- _FRAGMENTO_:
_ _ _ _ _

Entre el espejo y el abismo
Resumen
Colombia enfrenta un periodo de cinismo en el que el poder se vanagloria y las instituciones, utilizadas como herramientas de manipulación, desfiguran la realidad, debilitando la influencia de la palabra y fomentando un ambiente de odio y discordia.
Generado por Inteliegenica Artifical (OpenAI)
Por: Edgar Julián Muñoz González
Por más que uno escriba, analice y busque palabras precisas, hay momentos en que la columna de opinión se siente como un grito ahogado. No es solo la impotencia de ver que el país se desmorona, es la frustración de saber que, aun con la palabra, no se puede hacer nada significativo cuando el aparato del Estado ha sido cooptado para manipular, distorsionar y desfigurar la realidad. En Colombia, quienes nos aferramos al respeto y a los valores mínimos de convivencia, terminamos siendo los sospechosos. Peor aún: los ingenuos.
Y no es una hipérbole sino una constatación. Porque quienes hemos sentido verdadera curiosidad por el espíritu humano, por sus contradicciones y flaquezas, entendemos que los pecados capitales, aquellos del catecismo: soberbia, avaricia, lujuria, ira, gula, envidia y pereza, son profundamente humanos. Hombres y mujeres, los padecemos. Todos, en algún momento, nos miramos al espejo con más vanidad que autoestima. Lo entendemos.
Pero otra cosa es ostentar esa vanidad desde la jefatura del Estado. Cuando un presidente confiesa, sin rubor, que se maquilla, se injerta cabello y se retoca la quijada porque “es un poco vanidoso”, lo que expone no es su humanidad, sino su desconexión. Porque mientras el pueblo también sufre por defectos humanos, lo hace sin anestesia ni cirujanos. Exhibirlo como acto de transparencia es una burla.

_ _ _ _ _

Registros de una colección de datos
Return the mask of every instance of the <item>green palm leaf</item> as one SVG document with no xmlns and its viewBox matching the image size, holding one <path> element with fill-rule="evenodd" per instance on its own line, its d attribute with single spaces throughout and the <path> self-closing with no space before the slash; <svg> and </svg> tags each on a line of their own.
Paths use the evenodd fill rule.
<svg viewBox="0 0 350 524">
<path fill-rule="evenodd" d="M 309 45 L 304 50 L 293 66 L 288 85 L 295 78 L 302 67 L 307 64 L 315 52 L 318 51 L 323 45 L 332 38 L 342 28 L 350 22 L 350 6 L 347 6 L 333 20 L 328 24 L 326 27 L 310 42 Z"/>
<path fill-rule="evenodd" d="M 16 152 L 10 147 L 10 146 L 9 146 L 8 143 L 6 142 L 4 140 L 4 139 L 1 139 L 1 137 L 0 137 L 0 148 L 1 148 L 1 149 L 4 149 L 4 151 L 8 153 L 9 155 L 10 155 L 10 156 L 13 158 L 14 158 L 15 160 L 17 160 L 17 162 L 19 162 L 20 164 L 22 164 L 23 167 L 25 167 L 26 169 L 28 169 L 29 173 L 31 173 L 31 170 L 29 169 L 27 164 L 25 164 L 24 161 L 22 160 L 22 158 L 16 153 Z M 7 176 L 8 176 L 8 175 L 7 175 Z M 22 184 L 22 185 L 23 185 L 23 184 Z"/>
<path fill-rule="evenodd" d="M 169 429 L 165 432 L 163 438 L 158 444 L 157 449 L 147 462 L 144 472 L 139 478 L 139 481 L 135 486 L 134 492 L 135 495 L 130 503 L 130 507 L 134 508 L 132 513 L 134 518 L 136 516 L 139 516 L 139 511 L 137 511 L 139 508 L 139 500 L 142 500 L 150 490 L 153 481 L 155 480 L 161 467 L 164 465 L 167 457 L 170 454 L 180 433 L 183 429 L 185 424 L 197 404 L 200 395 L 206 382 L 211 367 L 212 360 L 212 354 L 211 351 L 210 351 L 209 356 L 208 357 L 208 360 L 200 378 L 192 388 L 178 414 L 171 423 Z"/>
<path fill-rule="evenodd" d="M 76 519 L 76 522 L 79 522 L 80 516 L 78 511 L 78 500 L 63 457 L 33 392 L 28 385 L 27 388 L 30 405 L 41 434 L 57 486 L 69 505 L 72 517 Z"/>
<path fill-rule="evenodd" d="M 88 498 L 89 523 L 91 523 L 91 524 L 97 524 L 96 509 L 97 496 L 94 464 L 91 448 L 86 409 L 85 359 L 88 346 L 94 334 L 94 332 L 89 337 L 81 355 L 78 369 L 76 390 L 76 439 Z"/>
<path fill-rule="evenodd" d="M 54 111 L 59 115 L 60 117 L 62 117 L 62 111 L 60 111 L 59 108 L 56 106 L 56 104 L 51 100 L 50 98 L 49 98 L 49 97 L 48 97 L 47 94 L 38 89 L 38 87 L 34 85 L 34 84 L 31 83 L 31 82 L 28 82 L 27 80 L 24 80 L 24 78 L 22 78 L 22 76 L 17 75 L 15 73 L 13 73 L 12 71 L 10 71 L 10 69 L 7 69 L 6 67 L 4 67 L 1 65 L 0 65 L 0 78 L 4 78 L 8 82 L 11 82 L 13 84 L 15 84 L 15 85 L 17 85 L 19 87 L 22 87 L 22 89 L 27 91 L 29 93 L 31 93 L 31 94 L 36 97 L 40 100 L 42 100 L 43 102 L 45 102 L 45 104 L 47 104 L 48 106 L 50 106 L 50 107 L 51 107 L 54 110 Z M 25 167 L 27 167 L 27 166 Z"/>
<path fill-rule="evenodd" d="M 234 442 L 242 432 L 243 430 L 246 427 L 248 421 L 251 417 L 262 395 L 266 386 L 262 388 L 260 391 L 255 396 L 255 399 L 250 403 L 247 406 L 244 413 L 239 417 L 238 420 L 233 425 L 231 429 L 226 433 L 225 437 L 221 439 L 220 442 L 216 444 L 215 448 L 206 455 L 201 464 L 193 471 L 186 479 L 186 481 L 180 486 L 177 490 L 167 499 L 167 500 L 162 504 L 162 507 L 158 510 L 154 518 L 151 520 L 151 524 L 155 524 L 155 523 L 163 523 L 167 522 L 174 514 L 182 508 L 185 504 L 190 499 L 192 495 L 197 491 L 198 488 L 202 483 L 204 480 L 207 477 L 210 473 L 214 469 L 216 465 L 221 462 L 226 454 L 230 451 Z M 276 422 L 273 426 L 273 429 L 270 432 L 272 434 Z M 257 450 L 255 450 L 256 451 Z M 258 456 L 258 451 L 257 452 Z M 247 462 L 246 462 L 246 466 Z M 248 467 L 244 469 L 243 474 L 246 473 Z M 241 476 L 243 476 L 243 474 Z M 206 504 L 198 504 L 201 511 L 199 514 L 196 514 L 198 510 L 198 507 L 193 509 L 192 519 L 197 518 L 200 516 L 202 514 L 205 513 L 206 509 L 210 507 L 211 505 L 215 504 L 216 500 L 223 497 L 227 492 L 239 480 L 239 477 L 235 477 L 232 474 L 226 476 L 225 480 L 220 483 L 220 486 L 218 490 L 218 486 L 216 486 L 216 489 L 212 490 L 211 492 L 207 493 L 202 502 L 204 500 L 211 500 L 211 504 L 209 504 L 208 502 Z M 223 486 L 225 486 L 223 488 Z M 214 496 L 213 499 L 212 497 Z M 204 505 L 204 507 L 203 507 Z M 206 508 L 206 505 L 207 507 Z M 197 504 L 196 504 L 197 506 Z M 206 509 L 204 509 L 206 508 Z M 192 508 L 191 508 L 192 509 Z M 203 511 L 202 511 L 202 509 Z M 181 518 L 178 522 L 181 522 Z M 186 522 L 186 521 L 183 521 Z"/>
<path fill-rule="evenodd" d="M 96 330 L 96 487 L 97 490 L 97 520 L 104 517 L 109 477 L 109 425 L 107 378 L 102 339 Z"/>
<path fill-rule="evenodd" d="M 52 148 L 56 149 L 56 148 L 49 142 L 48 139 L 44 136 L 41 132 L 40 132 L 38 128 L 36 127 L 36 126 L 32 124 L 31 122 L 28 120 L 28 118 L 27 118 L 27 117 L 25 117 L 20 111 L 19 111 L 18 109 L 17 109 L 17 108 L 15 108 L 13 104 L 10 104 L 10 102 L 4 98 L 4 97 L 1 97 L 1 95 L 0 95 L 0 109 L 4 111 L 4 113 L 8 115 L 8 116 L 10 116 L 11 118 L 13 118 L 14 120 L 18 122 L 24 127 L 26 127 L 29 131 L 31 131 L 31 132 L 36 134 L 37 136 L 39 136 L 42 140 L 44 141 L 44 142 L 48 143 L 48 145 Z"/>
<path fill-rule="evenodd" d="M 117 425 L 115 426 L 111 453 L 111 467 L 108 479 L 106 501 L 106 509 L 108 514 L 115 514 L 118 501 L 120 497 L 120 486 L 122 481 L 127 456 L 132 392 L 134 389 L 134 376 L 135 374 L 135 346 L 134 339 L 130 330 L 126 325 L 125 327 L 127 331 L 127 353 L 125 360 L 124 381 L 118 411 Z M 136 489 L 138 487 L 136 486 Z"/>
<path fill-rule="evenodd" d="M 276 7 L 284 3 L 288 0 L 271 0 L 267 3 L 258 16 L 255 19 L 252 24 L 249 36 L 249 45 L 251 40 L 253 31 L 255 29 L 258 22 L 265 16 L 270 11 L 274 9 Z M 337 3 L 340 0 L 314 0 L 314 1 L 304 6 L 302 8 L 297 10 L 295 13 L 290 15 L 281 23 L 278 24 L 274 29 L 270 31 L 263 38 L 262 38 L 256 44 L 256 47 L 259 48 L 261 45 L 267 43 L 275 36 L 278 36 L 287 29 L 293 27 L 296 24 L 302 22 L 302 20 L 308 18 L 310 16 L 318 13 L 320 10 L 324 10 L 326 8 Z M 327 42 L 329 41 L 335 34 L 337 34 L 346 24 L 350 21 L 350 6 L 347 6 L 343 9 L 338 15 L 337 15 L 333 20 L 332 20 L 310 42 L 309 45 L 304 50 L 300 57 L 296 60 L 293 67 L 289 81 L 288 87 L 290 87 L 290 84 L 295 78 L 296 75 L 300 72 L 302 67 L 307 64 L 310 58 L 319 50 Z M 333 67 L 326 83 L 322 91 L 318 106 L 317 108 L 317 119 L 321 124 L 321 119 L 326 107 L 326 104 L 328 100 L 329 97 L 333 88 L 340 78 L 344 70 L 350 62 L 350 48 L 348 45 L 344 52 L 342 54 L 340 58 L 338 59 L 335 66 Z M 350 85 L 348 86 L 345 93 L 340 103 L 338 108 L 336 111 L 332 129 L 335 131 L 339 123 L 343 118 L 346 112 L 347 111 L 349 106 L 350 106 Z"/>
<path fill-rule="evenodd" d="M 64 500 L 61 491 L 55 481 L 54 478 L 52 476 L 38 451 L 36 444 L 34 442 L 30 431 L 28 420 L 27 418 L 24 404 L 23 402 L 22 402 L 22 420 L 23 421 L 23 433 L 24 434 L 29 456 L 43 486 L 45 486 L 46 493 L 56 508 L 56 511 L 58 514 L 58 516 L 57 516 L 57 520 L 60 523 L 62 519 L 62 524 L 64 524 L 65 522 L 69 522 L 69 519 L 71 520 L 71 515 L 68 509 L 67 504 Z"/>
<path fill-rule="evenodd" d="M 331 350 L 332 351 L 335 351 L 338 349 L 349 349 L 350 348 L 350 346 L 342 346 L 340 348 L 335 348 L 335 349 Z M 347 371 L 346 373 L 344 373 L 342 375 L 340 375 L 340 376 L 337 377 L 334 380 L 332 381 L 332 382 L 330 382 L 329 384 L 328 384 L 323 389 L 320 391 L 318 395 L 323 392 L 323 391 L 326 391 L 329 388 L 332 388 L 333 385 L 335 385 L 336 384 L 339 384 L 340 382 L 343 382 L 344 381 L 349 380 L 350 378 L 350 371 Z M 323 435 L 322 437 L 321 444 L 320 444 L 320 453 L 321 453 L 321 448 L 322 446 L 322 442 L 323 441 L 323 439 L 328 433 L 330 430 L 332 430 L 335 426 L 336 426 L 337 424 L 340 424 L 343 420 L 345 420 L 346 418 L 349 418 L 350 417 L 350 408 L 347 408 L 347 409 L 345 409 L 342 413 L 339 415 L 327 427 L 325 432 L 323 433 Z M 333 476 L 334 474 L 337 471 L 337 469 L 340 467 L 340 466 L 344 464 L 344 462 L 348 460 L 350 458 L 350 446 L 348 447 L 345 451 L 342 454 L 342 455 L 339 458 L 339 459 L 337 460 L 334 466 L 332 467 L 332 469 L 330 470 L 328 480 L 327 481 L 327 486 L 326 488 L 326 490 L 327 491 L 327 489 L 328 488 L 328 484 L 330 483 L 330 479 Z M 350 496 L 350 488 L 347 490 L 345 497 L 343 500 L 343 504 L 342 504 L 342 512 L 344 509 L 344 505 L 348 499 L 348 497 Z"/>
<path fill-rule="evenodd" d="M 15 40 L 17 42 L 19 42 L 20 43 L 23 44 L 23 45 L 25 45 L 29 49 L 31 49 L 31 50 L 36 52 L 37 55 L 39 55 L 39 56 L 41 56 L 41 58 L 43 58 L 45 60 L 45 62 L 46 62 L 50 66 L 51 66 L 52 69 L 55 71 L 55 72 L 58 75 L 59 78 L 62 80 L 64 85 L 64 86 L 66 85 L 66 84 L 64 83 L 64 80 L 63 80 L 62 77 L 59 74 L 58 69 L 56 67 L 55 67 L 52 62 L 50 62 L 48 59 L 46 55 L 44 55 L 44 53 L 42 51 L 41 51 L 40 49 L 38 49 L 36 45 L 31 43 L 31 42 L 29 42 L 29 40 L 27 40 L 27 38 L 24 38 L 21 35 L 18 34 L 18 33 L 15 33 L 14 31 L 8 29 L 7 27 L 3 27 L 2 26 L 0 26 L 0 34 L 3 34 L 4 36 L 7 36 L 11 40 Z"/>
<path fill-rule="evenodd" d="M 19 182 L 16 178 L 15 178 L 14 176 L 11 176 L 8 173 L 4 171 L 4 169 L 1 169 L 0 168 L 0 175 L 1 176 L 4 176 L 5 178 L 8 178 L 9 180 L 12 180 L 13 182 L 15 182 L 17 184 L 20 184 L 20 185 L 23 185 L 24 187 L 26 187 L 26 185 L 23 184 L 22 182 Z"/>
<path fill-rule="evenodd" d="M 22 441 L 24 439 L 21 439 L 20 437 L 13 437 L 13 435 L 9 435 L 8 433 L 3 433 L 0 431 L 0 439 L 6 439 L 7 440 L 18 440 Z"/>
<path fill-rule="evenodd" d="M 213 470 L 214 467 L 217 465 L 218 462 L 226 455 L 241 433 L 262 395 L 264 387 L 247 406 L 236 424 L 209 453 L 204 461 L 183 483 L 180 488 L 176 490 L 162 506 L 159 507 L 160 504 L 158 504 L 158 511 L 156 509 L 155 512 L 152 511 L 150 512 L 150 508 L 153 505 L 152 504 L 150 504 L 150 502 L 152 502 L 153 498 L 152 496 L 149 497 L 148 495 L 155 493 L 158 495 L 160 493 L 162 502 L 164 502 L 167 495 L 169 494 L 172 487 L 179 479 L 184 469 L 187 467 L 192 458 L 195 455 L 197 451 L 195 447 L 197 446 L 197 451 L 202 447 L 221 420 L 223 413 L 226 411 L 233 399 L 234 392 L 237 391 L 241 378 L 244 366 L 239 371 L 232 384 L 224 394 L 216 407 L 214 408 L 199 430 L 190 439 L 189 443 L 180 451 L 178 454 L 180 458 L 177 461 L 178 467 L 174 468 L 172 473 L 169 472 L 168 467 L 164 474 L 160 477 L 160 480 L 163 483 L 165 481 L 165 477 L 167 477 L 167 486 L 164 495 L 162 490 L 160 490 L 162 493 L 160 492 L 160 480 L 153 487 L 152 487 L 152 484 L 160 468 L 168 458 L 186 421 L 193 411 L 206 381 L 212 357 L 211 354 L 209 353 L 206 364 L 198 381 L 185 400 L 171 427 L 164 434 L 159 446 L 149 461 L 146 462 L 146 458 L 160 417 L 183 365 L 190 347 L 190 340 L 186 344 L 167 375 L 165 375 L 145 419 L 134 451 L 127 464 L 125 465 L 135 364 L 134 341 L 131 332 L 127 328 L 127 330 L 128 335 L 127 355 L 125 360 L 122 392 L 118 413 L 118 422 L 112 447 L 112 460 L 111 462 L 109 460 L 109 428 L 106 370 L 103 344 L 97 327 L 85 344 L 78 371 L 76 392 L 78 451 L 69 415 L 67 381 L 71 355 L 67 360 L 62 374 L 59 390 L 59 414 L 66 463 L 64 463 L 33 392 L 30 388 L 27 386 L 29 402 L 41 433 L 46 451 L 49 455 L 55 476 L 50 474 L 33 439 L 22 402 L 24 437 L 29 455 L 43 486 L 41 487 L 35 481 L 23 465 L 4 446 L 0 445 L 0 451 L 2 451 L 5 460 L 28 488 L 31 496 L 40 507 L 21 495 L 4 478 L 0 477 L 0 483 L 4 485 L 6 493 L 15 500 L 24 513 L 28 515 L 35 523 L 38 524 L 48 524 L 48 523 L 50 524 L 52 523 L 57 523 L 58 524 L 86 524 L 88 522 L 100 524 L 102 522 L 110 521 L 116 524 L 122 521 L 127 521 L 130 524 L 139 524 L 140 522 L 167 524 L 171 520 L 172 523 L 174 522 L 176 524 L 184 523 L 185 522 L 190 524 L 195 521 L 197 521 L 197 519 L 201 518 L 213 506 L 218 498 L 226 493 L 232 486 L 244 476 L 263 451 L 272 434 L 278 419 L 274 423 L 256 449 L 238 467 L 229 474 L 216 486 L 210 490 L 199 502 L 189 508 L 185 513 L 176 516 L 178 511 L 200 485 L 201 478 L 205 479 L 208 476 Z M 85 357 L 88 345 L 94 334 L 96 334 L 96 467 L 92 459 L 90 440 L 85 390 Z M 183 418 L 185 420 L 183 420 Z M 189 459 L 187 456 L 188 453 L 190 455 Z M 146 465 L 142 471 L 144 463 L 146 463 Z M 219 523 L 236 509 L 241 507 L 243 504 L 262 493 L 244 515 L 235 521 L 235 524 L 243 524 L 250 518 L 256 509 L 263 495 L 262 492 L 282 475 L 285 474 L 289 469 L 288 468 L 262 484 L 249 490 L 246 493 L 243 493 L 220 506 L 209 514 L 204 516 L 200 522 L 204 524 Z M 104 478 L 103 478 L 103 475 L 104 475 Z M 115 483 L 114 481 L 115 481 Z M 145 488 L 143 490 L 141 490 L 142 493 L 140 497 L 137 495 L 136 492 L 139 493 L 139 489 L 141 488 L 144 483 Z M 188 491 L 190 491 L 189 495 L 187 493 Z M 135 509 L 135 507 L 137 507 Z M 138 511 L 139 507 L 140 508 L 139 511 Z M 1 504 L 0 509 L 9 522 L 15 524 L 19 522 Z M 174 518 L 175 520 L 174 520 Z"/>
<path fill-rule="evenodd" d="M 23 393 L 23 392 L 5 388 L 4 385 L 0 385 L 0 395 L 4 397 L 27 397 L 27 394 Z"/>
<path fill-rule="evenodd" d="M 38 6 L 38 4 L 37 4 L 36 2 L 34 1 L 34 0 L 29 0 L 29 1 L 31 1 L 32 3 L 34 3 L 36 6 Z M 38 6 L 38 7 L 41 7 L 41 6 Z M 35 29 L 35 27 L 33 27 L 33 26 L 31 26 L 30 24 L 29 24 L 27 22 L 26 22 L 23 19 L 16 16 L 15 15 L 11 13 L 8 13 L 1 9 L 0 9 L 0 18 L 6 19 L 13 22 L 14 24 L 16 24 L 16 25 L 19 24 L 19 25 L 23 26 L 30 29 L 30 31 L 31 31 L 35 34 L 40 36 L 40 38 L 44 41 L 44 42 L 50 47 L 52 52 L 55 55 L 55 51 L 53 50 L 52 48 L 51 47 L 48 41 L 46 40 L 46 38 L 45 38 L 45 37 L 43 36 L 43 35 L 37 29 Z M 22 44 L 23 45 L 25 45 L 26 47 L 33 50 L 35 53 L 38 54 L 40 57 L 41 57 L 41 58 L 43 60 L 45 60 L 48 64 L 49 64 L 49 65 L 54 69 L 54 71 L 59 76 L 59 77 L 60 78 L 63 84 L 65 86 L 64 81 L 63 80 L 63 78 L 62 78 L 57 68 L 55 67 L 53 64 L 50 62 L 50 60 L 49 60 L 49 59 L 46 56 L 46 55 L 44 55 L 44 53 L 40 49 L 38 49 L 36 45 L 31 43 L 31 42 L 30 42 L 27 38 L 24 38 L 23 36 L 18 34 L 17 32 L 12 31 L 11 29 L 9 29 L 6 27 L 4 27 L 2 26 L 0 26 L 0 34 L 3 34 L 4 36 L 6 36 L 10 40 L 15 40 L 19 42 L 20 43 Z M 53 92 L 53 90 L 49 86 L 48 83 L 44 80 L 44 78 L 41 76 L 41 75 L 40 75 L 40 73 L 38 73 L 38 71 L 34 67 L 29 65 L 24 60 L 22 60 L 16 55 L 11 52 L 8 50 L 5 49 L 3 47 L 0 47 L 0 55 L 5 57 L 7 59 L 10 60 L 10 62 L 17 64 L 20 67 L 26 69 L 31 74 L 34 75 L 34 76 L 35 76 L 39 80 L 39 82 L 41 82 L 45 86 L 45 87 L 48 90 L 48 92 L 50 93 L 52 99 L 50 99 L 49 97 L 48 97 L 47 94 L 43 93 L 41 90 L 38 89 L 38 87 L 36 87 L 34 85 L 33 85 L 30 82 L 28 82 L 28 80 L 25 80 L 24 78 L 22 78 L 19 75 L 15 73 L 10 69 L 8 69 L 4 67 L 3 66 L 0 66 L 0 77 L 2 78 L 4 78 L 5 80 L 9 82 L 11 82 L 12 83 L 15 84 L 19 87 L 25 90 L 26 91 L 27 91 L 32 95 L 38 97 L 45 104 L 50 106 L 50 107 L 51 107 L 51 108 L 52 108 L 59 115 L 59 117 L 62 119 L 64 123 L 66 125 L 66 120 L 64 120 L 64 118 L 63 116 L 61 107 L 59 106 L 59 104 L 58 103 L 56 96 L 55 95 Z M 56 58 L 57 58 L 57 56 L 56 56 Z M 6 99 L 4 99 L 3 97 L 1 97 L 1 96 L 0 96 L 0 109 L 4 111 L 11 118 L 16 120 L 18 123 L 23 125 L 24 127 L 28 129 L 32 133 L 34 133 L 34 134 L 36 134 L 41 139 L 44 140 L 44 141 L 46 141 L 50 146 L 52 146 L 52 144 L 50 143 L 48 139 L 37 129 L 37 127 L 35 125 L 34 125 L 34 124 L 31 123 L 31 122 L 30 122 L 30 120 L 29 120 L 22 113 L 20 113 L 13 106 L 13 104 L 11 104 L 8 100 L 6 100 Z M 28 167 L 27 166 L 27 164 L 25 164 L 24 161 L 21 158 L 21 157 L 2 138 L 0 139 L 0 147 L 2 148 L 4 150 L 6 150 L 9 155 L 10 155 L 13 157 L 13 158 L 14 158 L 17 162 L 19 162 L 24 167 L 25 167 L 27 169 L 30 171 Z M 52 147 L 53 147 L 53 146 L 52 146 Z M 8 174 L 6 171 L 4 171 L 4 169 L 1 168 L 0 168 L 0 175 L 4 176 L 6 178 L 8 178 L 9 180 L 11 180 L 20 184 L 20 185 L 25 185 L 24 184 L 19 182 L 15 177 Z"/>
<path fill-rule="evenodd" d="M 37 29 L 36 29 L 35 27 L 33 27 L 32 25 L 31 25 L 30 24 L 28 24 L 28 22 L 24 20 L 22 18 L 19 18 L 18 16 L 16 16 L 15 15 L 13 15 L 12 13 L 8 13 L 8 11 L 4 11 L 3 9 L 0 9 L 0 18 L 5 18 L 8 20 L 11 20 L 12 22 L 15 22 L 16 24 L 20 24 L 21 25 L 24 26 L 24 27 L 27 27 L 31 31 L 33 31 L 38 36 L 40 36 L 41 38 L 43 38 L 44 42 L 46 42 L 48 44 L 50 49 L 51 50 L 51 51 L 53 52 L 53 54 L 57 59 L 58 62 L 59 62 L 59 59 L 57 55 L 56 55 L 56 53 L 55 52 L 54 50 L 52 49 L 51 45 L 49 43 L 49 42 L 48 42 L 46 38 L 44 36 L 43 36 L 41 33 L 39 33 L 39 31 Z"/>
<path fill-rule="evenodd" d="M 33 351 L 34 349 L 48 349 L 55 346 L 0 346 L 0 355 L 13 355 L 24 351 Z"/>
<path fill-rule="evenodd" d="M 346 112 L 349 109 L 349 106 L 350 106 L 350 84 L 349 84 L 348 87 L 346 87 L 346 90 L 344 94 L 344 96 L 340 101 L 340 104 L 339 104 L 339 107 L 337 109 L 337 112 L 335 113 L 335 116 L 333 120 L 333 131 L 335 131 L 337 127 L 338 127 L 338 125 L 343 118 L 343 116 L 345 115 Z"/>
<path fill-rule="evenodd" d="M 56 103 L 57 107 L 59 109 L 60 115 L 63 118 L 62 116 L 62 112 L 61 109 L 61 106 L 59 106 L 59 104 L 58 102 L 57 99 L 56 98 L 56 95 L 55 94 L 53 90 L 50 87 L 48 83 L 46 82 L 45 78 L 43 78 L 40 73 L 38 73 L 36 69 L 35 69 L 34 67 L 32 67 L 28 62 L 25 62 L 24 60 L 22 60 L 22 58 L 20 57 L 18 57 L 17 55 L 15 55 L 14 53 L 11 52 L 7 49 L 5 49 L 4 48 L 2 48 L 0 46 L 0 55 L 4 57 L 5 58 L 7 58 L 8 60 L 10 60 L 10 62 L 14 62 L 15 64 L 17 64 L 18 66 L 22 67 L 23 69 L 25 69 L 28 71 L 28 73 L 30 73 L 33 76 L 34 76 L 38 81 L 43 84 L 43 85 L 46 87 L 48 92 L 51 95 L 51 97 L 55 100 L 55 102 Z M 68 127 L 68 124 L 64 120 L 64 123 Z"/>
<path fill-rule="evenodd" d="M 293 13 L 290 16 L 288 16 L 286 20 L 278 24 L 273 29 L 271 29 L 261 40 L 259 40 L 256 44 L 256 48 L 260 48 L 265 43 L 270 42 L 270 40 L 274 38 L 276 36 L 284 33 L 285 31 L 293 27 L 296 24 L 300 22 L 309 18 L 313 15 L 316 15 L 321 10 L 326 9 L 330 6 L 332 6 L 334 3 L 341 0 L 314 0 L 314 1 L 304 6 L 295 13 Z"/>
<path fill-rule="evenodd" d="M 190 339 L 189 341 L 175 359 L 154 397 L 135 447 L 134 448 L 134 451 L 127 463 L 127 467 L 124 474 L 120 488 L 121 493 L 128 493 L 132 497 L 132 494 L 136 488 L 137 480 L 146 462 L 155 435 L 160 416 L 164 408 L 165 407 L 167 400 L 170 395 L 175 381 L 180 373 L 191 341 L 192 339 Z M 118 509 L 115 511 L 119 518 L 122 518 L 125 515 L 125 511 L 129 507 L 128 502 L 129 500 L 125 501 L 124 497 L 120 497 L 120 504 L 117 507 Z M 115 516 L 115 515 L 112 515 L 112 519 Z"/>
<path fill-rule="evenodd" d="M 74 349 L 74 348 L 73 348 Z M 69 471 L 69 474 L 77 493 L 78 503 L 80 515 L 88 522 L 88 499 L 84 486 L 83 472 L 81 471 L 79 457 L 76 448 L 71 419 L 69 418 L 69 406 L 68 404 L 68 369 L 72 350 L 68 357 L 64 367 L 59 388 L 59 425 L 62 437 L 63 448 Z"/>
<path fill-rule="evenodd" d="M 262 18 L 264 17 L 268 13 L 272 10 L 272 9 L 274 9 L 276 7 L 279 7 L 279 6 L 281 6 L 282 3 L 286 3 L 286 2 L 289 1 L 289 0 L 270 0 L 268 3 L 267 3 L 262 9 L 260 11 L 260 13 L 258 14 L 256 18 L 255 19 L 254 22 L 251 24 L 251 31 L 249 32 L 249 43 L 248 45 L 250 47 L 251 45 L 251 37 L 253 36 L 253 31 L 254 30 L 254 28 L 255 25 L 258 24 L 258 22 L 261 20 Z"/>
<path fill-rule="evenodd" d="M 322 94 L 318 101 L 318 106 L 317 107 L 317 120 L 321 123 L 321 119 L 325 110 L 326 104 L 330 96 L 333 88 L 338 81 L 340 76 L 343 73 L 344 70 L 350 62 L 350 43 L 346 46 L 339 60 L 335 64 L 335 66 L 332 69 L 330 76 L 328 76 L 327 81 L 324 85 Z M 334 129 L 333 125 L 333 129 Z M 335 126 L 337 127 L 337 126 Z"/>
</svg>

_ _ _ _ _

- _CONSIGNAS DEL EJERCICIO_:
• a. Duplica sin cambios el pasaje del fragmento que va de "Generado por Inteliegenica" a "aún: los ingenuos.".
• b. Reescribe de forma más breve el párrafo del fragmento que comienza con "Pero otra cosa es ostentar", conservando sus datos principales.

- _RESPUESTAS_:
• a.
Generado por Inteliegenica Artifical (OpenAI)
Por: Edgar Julián Muñoz González
Por más que uno escriba, analice y busque palabras precisas, hay momentos en que la columna de opinión se siente como un grito ahogado. No es solo la impotencia de ver que el país se desmorona, es la frustración de saber que, aun con la palabra, no se puede hacer nada significativo cuando el aparato del Estado ha sido cooptado para manipular, distorsionar y desfigurar la realidad. En Colombia, quienes nos aferramos al respeto y a los valores mínimos de convivencia, terminamos siendo los sospechosos. Peor aún: los ingenuos.

• b. Ostentar la vanidad desde la jefatura del Estado es otra cosa. Si un presidente admite sin rubor que se maquilla, se injerta cabello y se retoca la quijada por ser "un poco vanidoso", no muestra su humanidad sino su desconexión. El pueblo también sufre por defectos humanos, pero sin anestesia ni cirujanos, y exhibirlo como transparencia es una burla.